◆ **Supplied entries**
- - -
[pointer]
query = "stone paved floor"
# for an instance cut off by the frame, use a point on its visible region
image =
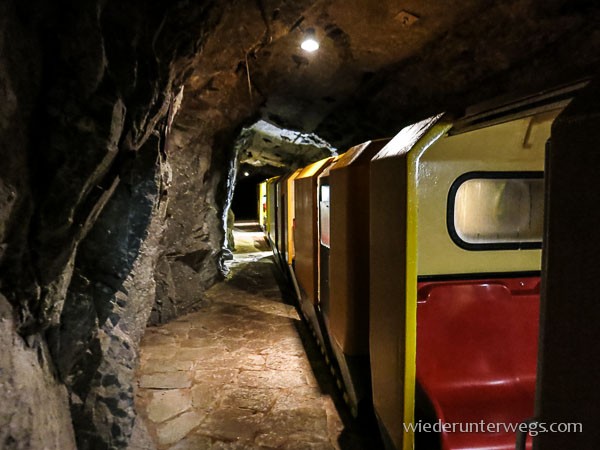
(242, 372)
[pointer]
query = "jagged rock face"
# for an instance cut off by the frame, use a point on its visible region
(113, 206)
(82, 206)
(264, 144)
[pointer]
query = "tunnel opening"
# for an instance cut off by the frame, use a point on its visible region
(120, 141)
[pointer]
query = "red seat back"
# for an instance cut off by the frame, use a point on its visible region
(476, 354)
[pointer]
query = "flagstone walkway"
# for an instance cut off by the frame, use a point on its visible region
(242, 372)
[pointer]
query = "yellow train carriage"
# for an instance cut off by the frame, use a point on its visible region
(456, 223)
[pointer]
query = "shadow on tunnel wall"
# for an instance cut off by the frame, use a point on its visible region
(108, 304)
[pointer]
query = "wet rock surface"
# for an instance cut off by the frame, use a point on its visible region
(242, 372)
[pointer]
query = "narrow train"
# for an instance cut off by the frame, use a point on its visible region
(416, 261)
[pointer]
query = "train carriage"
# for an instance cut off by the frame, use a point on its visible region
(456, 230)
(422, 259)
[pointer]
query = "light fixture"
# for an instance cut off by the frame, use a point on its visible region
(310, 44)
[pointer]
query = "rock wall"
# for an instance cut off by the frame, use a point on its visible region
(35, 410)
(88, 99)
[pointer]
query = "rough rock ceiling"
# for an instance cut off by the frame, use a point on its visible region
(384, 62)
(264, 144)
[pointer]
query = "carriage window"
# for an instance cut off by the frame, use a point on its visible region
(497, 210)
(324, 215)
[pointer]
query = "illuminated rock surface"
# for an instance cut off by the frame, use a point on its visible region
(236, 373)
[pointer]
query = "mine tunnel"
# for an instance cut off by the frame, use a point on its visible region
(299, 224)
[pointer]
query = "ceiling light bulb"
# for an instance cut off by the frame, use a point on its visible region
(310, 45)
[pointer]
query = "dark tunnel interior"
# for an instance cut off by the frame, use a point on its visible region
(126, 130)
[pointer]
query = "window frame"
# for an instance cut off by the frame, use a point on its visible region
(493, 175)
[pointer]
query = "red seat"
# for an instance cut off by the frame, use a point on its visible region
(476, 355)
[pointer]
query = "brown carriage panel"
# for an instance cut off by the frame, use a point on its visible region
(349, 258)
(388, 206)
(306, 229)
(568, 362)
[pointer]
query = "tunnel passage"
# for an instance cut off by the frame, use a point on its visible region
(118, 132)
(243, 370)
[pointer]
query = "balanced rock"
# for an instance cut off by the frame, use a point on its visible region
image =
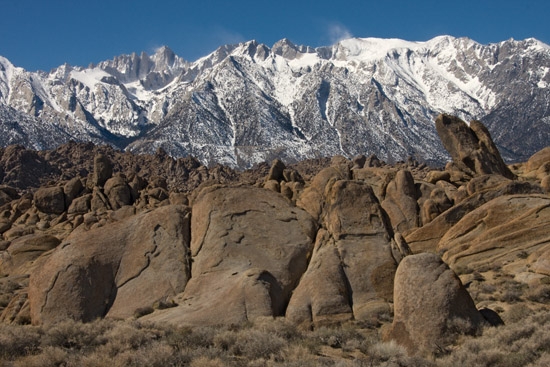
(50, 200)
(400, 202)
(471, 147)
(431, 306)
(498, 231)
(103, 170)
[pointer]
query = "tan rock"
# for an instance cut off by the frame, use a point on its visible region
(498, 231)
(323, 295)
(118, 192)
(312, 199)
(103, 170)
(18, 258)
(250, 246)
(431, 306)
(435, 176)
(400, 202)
(538, 159)
(114, 270)
(471, 147)
(362, 235)
(426, 238)
(50, 200)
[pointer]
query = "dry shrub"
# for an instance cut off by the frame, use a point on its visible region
(540, 293)
(516, 313)
(75, 335)
(516, 344)
(49, 357)
(257, 344)
(386, 351)
(17, 341)
(207, 362)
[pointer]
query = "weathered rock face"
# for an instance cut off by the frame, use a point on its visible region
(427, 237)
(471, 147)
(351, 271)
(103, 170)
(114, 270)
(400, 202)
(324, 294)
(498, 231)
(17, 259)
(430, 306)
(250, 246)
(50, 200)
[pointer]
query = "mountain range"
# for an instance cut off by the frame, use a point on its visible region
(248, 103)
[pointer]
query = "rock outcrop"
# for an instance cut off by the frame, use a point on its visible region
(109, 234)
(431, 306)
(250, 246)
(471, 147)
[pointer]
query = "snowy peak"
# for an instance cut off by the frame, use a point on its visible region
(246, 103)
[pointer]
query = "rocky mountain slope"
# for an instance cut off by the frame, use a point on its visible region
(120, 236)
(248, 103)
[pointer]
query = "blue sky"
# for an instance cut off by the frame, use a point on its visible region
(42, 34)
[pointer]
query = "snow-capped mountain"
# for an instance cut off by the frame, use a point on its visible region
(248, 103)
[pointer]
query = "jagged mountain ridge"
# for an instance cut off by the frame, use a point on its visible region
(248, 103)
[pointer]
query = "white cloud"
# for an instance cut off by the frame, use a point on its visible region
(337, 32)
(223, 36)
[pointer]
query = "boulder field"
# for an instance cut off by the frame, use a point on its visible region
(88, 232)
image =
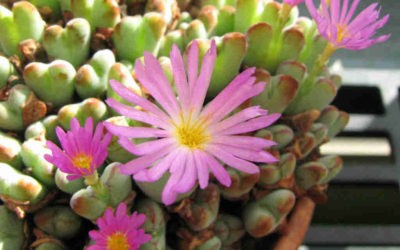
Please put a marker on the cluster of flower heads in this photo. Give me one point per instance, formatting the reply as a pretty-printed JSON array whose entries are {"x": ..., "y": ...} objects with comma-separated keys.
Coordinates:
[
  {"x": 191, "y": 140},
  {"x": 82, "y": 151}
]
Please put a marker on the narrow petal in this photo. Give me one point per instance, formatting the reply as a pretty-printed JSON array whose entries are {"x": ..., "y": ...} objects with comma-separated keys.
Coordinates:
[
  {"x": 218, "y": 170},
  {"x": 243, "y": 141},
  {"x": 202, "y": 169},
  {"x": 193, "y": 65},
  {"x": 145, "y": 147},
  {"x": 135, "y": 114},
  {"x": 251, "y": 125},
  {"x": 134, "y": 166},
  {"x": 203, "y": 81},
  {"x": 156, "y": 172},
  {"x": 241, "y": 116},
  {"x": 135, "y": 132},
  {"x": 189, "y": 176},
  {"x": 178, "y": 70},
  {"x": 248, "y": 154},
  {"x": 148, "y": 81},
  {"x": 131, "y": 96},
  {"x": 232, "y": 161}
]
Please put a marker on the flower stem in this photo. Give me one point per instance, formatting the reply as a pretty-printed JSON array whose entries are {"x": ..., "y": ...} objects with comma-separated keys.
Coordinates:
[
  {"x": 318, "y": 66},
  {"x": 277, "y": 35},
  {"x": 98, "y": 187}
]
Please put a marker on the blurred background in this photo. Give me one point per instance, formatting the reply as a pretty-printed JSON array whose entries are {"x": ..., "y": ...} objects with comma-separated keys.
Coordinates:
[{"x": 363, "y": 210}]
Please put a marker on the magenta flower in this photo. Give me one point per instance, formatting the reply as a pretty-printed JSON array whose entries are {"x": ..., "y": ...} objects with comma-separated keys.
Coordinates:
[
  {"x": 82, "y": 152},
  {"x": 293, "y": 2},
  {"x": 191, "y": 141},
  {"x": 119, "y": 232},
  {"x": 335, "y": 23}
]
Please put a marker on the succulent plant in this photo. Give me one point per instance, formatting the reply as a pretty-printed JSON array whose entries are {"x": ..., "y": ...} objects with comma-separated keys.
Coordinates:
[{"x": 139, "y": 70}]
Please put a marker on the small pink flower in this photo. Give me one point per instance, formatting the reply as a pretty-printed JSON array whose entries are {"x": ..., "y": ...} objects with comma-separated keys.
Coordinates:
[
  {"x": 336, "y": 23},
  {"x": 119, "y": 231},
  {"x": 293, "y": 2},
  {"x": 191, "y": 140},
  {"x": 82, "y": 152}
]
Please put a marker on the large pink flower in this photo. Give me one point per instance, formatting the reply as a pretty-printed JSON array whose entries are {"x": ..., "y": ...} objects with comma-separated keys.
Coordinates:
[
  {"x": 119, "y": 231},
  {"x": 82, "y": 152},
  {"x": 190, "y": 141},
  {"x": 336, "y": 23}
]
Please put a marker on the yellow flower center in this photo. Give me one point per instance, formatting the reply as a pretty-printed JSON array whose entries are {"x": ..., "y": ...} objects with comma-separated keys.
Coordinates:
[
  {"x": 82, "y": 161},
  {"x": 192, "y": 134},
  {"x": 117, "y": 241}
]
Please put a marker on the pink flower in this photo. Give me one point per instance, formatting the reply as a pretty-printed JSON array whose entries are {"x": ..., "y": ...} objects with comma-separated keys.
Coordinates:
[
  {"x": 293, "y": 2},
  {"x": 191, "y": 140},
  {"x": 82, "y": 152},
  {"x": 119, "y": 231},
  {"x": 335, "y": 23}
]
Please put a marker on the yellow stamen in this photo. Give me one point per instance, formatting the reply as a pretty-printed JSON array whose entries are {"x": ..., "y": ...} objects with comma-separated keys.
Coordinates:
[
  {"x": 192, "y": 134},
  {"x": 117, "y": 241},
  {"x": 82, "y": 161}
]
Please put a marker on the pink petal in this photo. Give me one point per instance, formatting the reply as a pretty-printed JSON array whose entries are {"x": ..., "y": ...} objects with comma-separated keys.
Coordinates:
[
  {"x": 189, "y": 176},
  {"x": 243, "y": 141},
  {"x": 135, "y": 114},
  {"x": 218, "y": 170},
  {"x": 204, "y": 79},
  {"x": 134, "y": 166},
  {"x": 134, "y": 98},
  {"x": 193, "y": 65},
  {"x": 178, "y": 70},
  {"x": 135, "y": 132},
  {"x": 252, "y": 125},
  {"x": 145, "y": 147},
  {"x": 150, "y": 83},
  {"x": 202, "y": 169},
  {"x": 241, "y": 116},
  {"x": 156, "y": 172}
]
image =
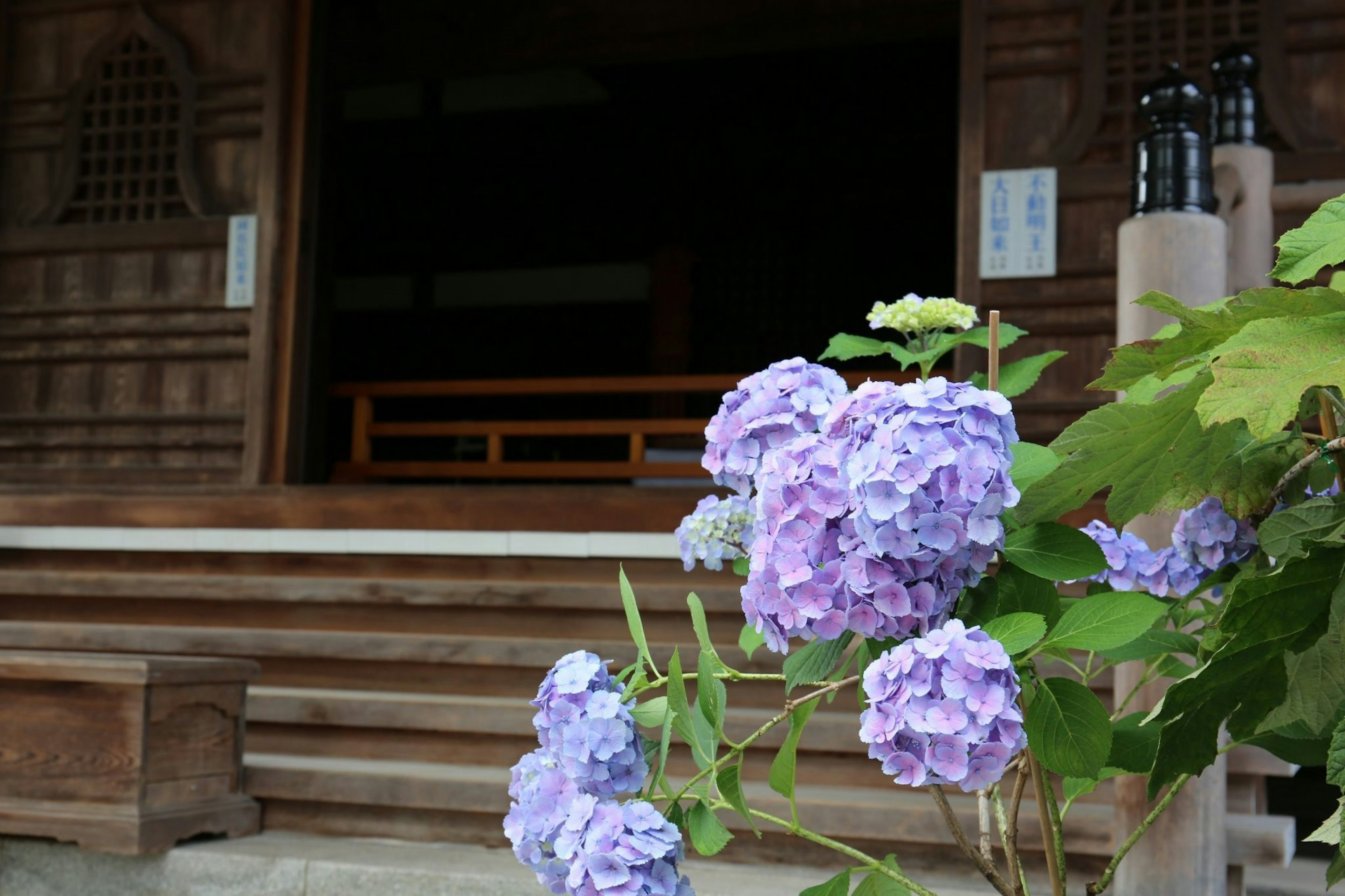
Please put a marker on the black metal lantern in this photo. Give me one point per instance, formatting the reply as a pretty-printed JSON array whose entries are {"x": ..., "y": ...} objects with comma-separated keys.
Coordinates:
[
  {"x": 1172, "y": 169},
  {"x": 1235, "y": 105}
]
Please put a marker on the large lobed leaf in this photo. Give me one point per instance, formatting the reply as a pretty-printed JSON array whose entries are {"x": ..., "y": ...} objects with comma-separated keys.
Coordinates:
[
  {"x": 1262, "y": 372},
  {"x": 1266, "y": 613},
  {"x": 1319, "y": 244},
  {"x": 1202, "y": 330},
  {"x": 1157, "y": 457}
]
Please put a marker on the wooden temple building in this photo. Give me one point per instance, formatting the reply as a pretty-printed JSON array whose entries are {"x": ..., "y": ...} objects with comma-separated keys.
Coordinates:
[{"x": 364, "y": 340}]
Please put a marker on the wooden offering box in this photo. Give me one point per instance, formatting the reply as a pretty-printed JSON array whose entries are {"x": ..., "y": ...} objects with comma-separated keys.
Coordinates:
[{"x": 123, "y": 754}]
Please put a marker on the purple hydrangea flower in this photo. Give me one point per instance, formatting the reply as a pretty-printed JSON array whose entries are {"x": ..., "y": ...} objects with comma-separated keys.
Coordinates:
[
  {"x": 715, "y": 532},
  {"x": 587, "y": 728},
  {"x": 618, "y": 849},
  {"x": 543, "y": 796},
  {"x": 876, "y": 524},
  {"x": 1133, "y": 565},
  {"x": 943, "y": 709},
  {"x": 766, "y": 411},
  {"x": 1208, "y": 537}
]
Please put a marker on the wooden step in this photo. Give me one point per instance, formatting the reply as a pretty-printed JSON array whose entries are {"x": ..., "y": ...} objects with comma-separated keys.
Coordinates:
[
  {"x": 829, "y": 730},
  {"x": 447, "y": 592},
  {"x": 899, "y": 814}
]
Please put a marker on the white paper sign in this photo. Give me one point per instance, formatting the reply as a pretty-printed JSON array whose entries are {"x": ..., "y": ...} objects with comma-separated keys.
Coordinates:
[
  {"x": 1019, "y": 224},
  {"x": 241, "y": 263}
]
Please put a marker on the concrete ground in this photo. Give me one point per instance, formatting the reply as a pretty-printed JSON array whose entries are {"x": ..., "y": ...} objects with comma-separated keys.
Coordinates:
[{"x": 280, "y": 864}]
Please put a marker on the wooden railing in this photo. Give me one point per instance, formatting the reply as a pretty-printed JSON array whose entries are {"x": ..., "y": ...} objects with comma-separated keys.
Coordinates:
[{"x": 366, "y": 427}]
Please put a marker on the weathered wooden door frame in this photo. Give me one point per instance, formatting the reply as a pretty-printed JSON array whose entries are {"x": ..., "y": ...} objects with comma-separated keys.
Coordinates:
[{"x": 272, "y": 357}]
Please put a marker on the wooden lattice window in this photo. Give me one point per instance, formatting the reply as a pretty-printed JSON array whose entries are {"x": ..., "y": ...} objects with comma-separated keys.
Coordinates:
[
  {"x": 1144, "y": 37},
  {"x": 128, "y": 146}
]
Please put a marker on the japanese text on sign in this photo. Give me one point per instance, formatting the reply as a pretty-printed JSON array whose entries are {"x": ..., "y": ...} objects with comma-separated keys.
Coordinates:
[
  {"x": 1019, "y": 224},
  {"x": 241, "y": 270}
]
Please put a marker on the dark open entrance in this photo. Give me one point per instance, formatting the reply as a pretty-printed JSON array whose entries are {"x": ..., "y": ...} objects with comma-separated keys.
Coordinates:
[{"x": 701, "y": 208}]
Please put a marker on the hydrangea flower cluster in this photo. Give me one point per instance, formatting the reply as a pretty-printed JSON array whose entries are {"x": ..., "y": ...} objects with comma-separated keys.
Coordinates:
[
  {"x": 1132, "y": 564},
  {"x": 912, "y": 314},
  {"x": 621, "y": 849},
  {"x": 876, "y": 524},
  {"x": 715, "y": 532},
  {"x": 766, "y": 411},
  {"x": 1206, "y": 536},
  {"x": 943, "y": 709},
  {"x": 581, "y": 719},
  {"x": 588, "y": 847},
  {"x": 561, "y": 821}
]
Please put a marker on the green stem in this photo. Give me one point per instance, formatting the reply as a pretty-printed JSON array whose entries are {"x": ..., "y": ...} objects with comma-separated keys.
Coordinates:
[
  {"x": 1050, "y": 828},
  {"x": 868, "y": 862},
  {"x": 1144, "y": 680},
  {"x": 736, "y": 750},
  {"x": 724, "y": 676},
  {"x": 1095, "y": 888}
]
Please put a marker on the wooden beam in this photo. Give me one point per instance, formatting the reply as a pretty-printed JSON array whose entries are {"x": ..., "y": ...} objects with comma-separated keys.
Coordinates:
[
  {"x": 501, "y": 508},
  {"x": 185, "y": 233},
  {"x": 264, "y": 356},
  {"x": 346, "y": 471}
]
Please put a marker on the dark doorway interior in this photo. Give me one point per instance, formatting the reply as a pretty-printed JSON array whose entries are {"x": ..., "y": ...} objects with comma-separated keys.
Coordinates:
[{"x": 688, "y": 216}]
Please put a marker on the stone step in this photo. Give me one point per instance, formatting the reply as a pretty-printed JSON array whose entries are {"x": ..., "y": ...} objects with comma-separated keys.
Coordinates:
[
  {"x": 284, "y": 864},
  {"x": 830, "y": 730}
]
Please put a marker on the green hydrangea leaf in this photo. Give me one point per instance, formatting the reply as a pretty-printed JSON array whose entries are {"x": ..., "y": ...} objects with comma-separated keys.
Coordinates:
[
  {"x": 844, "y": 348},
  {"x": 1336, "y": 752},
  {"x": 1286, "y": 532},
  {"x": 1016, "y": 631},
  {"x": 814, "y": 661},
  {"x": 839, "y": 886},
  {"x": 731, "y": 786},
  {"x": 1031, "y": 463},
  {"x": 1133, "y": 746},
  {"x": 1106, "y": 622},
  {"x": 1021, "y": 592},
  {"x": 981, "y": 337},
  {"x": 1316, "y": 682},
  {"x": 750, "y": 640},
  {"x": 1262, "y": 372},
  {"x": 1055, "y": 552},
  {"x": 785, "y": 766},
  {"x": 1157, "y": 457},
  {"x": 1319, "y": 244},
  {"x": 1068, "y": 728},
  {"x": 708, "y": 833},
  {"x": 1020, "y": 376}
]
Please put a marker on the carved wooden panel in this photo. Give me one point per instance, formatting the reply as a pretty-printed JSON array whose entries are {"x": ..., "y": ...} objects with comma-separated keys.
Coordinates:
[{"x": 128, "y": 134}]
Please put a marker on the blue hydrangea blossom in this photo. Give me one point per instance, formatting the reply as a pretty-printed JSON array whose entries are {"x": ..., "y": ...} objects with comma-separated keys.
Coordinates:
[
  {"x": 876, "y": 524},
  {"x": 943, "y": 709},
  {"x": 618, "y": 849},
  {"x": 715, "y": 532},
  {"x": 766, "y": 411},
  {"x": 587, "y": 728},
  {"x": 1206, "y": 536},
  {"x": 543, "y": 796},
  {"x": 1133, "y": 565}
]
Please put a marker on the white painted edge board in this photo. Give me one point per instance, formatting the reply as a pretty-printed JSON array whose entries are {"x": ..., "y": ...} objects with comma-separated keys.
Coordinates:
[{"x": 346, "y": 541}]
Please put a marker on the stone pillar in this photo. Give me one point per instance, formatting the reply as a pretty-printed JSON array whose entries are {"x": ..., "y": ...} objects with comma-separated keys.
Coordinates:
[
  {"x": 1175, "y": 245},
  {"x": 1251, "y": 224}
]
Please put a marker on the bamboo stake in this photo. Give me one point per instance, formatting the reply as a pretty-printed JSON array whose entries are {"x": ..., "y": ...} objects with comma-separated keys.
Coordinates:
[
  {"x": 1329, "y": 430},
  {"x": 993, "y": 372}
]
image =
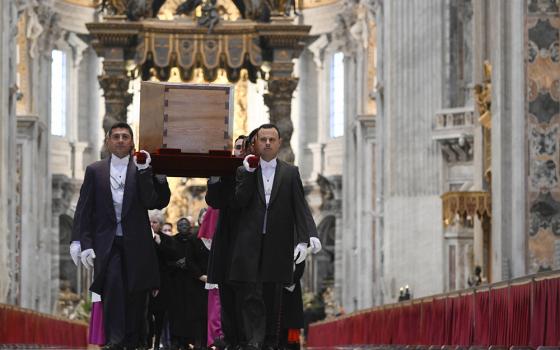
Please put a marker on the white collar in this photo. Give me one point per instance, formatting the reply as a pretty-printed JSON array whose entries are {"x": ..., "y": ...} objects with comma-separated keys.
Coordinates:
[
  {"x": 271, "y": 164},
  {"x": 116, "y": 161}
]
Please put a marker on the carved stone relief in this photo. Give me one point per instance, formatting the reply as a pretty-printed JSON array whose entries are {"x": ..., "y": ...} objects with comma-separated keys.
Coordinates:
[{"x": 543, "y": 122}]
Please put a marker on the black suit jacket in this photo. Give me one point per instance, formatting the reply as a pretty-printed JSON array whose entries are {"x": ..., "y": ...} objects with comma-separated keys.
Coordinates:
[
  {"x": 269, "y": 257},
  {"x": 221, "y": 195},
  {"x": 97, "y": 223}
]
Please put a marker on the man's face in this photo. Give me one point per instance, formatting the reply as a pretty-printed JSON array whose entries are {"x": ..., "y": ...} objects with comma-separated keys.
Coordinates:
[
  {"x": 120, "y": 142},
  {"x": 166, "y": 229},
  {"x": 154, "y": 222},
  {"x": 267, "y": 143},
  {"x": 183, "y": 226},
  {"x": 238, "y": 150}
]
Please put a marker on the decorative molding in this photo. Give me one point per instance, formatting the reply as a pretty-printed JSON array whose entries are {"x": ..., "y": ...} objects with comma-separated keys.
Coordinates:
[
  {"x": 78, "y": 47},
  {"x": 317, "y": 48},
  {"x": 454, "y": 131},
  {"x": 84, "y": 3}
]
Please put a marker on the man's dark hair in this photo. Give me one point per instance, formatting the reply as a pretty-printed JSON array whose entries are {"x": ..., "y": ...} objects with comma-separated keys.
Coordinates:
[
  {"x": 121, "y": 125},
  {"x": 250, "y": 138},
  {"x": 269, "y": 126}
]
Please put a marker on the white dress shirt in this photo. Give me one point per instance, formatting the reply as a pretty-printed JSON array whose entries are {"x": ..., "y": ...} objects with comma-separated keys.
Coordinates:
[
  {"x": 267, "y": 170},
  {"x": 118, "y": 179}
]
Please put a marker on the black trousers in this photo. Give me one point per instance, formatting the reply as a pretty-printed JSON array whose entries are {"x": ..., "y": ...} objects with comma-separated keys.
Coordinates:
[
  {"x": 230, "y": 312},
  {"x": 124, "y": 313},
  {"x": 260, "y": 311}
]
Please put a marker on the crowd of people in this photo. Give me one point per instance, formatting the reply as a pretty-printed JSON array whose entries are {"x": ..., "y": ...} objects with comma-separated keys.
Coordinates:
[{"x": 230, "y": 282}]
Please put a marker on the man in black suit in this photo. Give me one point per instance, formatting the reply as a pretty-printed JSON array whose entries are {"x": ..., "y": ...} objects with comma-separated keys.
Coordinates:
[
  {"x": 220, "y": 195},
  {"x": 115, "y": 235},
  {"x": 270, "y": 194}
]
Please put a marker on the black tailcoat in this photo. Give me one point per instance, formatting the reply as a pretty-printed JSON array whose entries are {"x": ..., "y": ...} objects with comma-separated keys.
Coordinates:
[
  {"x": 98, "y": 223},
  {"x": 268, "y": 257}
]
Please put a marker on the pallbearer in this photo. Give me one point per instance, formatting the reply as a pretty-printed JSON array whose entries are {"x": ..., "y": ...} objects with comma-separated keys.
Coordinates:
[{"x": 115, "y": 235}]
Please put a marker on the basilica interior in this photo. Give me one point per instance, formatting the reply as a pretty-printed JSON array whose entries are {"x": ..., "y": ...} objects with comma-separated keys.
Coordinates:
[{"x": 426, "y": 131}]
- - -
◆ **Activity**
Please go through the data above and copy every line that has the word "blue".

◆ **Solved problem**
query = "blue sky"
Please put a marker on the blue hydrangea blossom in this photo. Give me one point per instance, formatting the reply as a pretty-printed JSON array whose entries are {"x": ..., "y": ...} objects with comma-separated keys.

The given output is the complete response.